◆ **Supplied text**:
■ ■ ■ ■ ■

Official PyTorch implementation of "IntegralAction: Pose-driven Feature Integration for Robust Human Action Recognition in Videos", CVPRW 2021

Gyeongsik Moon

Last update: Sep 24, 2022

Related tags

Deep Learning IntegralAction_RELEASE

Overview

IntegralAction: Pose-driven Feature Integration for Robust Human Action Recognition in Videos

Introduction

This repo is official PyTorch implementation of IntegralAction: Pose-driven Feature Integration for Robust Human Action Recognition in Videos (CVPRW 2021).

Directory

Root

The ${ROOT} is described as below.

${ROOT}  
|-- data  
|-- common  
|-- main  
|-- tool
|-- output

data contains data loading codes and soft links to images and annotations directories.
common contains kernel codes for IntegralAction.
main contains high-level codes for training or testing the network.
tool contains a code to merge models of rgb_only and pose_only stages.
output contains log, trained models, visualized outputs, and test result.

Data

You need to follow directory structure of the data as below.

${ROOT}  
|-- data  
|   |-- Kinetics
|   |   |-- data
|   |   |   |-- frames 
|   |   |   |-- kinetics-skeleton
|   |   |   |-- Kinetics50_train.json
|   |   |   |-- Kinetics50_val.json
|   |   |   |-- Kinetics400_train.json
|   |   |   |-- Kinetics400_val.json
|   |-- Mimetics
|   |   |-- data  
|   |   |   |-- frames 
|   |   |   |-- pose_results 
|   |   |   |-- Mimetics50.json
|   |   |   |-- Mimetics400.json
|   |-- NTU
|   |   |-- data  
|   |   |   |-- frames 
|   |   |   |-- nturgb+d_skeletons
|   |   |   |-- NTU_train.json
|   |   |   |-- NTU_test.json

Download Kinetics parsed data [data] [website]
Download Mimetics parsed data [data] [website]
Download NTU parsed data [data] [website]
All annotation files follow MS COCO format.
If you want to add your own dataset, you have to convert it to MS COCO format.

To download multiple files from Google drive without compressing them, try this. If you have a problem with 'Download limit' problem when tried to download dataset from google drive link, please try this trick.

* Go the shared folder, which contains files you want to copy to your drive  
* Select all the files you want to copy  
* In the upper right corner click on three vertical dots and select “make a copy”  
* Then, the file is copied to your personal google drive account. You can download it from your personal account.

Output

You need to follow the directory structure of the output folder as below.

■ ■ ■ ■ ■

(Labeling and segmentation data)

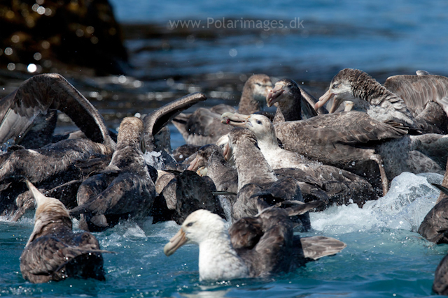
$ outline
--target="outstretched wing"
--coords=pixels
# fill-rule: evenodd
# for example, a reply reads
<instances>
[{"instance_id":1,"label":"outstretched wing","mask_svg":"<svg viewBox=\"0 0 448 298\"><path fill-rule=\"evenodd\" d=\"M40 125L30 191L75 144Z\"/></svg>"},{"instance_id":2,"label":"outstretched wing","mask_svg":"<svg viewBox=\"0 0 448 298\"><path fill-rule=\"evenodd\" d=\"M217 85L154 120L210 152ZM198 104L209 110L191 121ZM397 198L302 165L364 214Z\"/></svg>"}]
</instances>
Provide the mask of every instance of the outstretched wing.
<instances>
[{"instance_id":1,"label":"outstretched wing","mask_svg":"<svg viewBox=\"0 0 448 298\"><path fill-rule=\"evenodd\" d=\"M35 75L0 101L0 144L23 135L35 118L59 110L94 142L115 147L103 117L62 75Z\"/></svg>"}]
</instances>

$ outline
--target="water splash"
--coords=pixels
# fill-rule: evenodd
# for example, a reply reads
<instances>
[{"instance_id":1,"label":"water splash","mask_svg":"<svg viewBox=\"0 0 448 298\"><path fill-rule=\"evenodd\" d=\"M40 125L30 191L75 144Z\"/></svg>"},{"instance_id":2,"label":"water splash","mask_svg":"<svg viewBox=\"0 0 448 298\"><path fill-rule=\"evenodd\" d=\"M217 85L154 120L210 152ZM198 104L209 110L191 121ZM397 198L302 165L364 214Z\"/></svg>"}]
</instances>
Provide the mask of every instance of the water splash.
<instances>
[{"instance_id":1,"label":"water splash","mask_svg":"<svg viewBox=\"0 0 448 298\"><path fill-rule=\"evenodd\" d=\"M363 208L351 204L311 214L312 225L331 234L377 232L384 228L416 232L440 193L430 183L440 184L442 179L438 174L402 173L392 181L385 196L368 202Z\"/></svg>"}]
</instances>

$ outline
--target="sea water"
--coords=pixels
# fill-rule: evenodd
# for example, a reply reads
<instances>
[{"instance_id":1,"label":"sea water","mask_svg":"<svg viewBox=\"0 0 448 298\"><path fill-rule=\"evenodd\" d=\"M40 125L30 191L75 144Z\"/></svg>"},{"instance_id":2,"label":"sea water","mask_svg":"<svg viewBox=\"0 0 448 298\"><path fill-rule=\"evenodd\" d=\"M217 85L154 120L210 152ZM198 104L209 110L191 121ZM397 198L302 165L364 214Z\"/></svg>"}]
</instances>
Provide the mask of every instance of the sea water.
<instances>
[{"instance_id":1,"label":"sea water","mask_svg":"<svg viewBox=\"0 0 448 298\"><path fill-rule=\"evenodd\" d=\"M94 233L104 254L106 281L69 278L34 285L20 274L19 258L34 221L0 222L0 295L18 297L428 297L447 245L435 245L416 232L434 205L440 183L437 174L402 173L391 191L361 209L333 206L311 214L312 230L302 237L324 235L347 244L341 253L297 271L269 278L201 282L198 248L186 245L169 258L163 246L180 226L121 222ZM75 230L76 228L75 221Z\"/></svg>"}]
</instances>

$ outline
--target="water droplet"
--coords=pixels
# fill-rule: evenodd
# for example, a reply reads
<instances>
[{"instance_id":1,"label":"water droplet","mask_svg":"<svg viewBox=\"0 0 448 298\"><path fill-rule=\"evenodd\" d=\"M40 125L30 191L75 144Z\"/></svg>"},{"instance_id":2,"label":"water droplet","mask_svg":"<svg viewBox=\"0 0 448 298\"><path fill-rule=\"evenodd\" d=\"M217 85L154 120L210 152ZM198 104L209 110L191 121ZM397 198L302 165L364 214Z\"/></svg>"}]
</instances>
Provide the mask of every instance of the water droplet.
<instances>
[{"instance_id":1,"label":"water droplet","mask_svg":"<svg viewBox=\"0 0 448 298\"><path fill-rule=\"evenodd\" d=\"M34 73L37 70L37 66L33 63L29 64L27 68L27 70L28 70L29 73Z\"/></svg>"},{"instance_id":2,"label":"water droplet","mask_svg":"<svg viewBox=\"0 0 448 298\"><path fill-rule=\"evenodd\" d=\"M6 47L5 49L5 54L6 54L6 56L9 56L10 54L13 54L13 49L10 47Z\"/></svg>"},{"instance_id":3,"label":"water droplet","mask_svg":"<svg viewBox=\"0 0 448 298\"><path fill-rule=\"evenodd\" d=\"M15 69L15 64L10 63L7 67L8 70L14 70Z\"/></svg>"},{"instance_id":4,"label":"water droplet","mask_svg":"<svg viewBox=\"0 0 448 298\"><path fill-rule=\"evenodd\" d=\"M33 58L34 58L34 60L39 61L42 59L42 54L38 52L34 53L34 54L33 55Z\"/></svg>"}]
</instances>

■ ■ ■ ■ ■

◆ **Short problem 1**: Condense the paragraph of the IntegralAction page that begins "data contains data loading codes" into a short list, keeping what each folder holds.
◆ **Short problem 2**: Reproduce word for word the stretch of the IntegralAction page from "If you want" through "your personal account.".
The labeling and segmentation data can be left aside; none of the work here depends on it.

◆ **Final result 1**:
- data: data loading code and soft links to the image and annotation directories
- common: core code for IntegralAction
- main: high-level code for training or testing the network
- tool: code that merges the rgb_only and pose_only stage models
- output: logs, trained models, visualized outputs, and test results

◆ **Final result 2**:
If you want to add your own dataset, you have to convert it to MS COCO format.

To download multiple files from Google drive without compressing them, try this. If you have a problem with 'Download limit' problem when tried to download dataset from google drive link, please try this trick.

* Go the shared folder, which contains files you want to copy to your drive  
* Select all the files you want to copy  
* In the upper right corner click on three vertical dots and select “make a copy”  
* Then, the file is copied to your personal google drive account. You can download it from your personal account.